**YOUR OBJECTIVE**
Output must match the data below exactly from its first line through the line that contains "in lens shown in this photo?", with no other line.

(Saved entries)
━━━━━━━━

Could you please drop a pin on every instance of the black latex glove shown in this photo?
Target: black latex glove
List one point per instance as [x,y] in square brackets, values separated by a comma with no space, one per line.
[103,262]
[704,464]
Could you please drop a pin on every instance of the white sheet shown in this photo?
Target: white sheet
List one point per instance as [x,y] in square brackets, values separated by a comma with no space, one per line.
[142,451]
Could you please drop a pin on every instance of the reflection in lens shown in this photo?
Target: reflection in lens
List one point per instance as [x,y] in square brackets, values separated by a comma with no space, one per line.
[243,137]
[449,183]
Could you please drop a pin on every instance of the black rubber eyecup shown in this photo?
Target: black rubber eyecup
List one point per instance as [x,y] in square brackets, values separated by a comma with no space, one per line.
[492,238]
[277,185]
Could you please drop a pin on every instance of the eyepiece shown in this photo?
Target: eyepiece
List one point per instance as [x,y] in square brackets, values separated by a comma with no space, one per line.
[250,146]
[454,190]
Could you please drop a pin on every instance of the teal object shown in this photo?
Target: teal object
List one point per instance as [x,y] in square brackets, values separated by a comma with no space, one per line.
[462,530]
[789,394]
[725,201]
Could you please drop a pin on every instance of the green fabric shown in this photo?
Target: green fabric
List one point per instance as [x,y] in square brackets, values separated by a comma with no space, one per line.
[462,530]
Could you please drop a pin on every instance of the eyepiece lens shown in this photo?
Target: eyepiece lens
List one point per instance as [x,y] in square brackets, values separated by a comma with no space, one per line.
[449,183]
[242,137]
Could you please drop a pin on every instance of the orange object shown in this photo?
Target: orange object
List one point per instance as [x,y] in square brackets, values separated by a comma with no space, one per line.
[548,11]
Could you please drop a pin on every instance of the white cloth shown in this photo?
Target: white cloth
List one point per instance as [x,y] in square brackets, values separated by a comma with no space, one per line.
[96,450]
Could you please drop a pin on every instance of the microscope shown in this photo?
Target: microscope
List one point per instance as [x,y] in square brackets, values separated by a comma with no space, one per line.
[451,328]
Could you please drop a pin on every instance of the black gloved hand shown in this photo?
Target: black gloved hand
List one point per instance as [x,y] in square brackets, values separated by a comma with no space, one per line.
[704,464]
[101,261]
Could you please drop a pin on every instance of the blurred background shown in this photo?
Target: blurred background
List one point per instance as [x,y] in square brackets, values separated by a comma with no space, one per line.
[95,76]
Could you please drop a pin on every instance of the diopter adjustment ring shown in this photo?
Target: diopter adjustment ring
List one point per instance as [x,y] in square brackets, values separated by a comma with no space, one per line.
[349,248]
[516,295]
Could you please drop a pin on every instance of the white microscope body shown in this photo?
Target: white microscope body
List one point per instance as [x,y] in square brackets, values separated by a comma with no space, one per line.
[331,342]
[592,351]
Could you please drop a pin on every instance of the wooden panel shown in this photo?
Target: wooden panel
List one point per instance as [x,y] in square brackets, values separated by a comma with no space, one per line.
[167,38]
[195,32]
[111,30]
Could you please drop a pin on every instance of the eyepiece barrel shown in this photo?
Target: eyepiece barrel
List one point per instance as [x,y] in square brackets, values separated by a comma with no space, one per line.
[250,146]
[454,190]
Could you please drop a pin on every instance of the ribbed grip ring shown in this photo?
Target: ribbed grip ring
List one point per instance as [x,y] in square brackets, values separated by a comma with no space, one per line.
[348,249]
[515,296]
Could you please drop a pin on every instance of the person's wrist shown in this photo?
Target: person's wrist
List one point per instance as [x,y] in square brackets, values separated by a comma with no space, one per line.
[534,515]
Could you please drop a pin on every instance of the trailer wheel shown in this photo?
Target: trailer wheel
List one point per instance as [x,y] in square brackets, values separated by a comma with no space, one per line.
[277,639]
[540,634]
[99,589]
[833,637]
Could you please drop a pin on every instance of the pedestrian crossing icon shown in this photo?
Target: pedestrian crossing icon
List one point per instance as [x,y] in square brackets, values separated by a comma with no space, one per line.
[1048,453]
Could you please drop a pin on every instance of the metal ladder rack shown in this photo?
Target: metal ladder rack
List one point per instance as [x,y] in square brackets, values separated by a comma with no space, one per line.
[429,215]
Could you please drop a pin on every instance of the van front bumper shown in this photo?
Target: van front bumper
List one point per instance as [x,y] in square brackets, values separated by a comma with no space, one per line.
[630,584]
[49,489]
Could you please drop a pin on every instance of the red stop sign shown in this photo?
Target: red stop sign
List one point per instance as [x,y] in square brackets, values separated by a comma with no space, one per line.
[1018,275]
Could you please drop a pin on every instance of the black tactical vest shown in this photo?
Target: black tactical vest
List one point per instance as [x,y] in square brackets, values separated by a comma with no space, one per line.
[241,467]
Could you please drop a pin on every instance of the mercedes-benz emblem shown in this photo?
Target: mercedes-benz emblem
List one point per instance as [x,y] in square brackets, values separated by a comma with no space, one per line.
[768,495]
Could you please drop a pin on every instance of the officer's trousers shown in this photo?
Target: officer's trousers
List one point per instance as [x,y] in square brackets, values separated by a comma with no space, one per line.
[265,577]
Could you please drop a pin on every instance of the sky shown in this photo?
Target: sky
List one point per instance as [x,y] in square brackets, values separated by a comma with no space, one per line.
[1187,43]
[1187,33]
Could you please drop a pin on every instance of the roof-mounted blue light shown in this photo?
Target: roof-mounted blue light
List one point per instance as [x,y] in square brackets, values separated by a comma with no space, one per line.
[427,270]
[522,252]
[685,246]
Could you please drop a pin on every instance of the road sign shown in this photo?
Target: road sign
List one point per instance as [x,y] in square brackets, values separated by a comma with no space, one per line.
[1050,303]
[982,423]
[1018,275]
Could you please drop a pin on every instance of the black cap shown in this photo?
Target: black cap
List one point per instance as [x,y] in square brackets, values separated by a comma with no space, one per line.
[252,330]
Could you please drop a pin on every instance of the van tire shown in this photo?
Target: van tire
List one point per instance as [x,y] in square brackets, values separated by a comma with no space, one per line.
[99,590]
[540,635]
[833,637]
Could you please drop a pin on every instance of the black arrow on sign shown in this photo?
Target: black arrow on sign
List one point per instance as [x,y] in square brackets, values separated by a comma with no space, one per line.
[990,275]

━━━━━━━━

**TASK ANSWER**
Could you please drop a pin on every instance of the black latex glove shown in this photo?
Target: black latex glove
List one point per instance as [x,y] in square brackets, values separated by a comma with no space, one per line.
[103,262]
[704,464]
Could you please drop a pin on every instance of the white sheet shown in this photo?
Target: white sheet
List one point per instance as [x,y] in square brackets, values separated by a comma with no space, one per line.
[142,451]
Could you please drop a pin on every instance of the reflection in lens shown in this photo?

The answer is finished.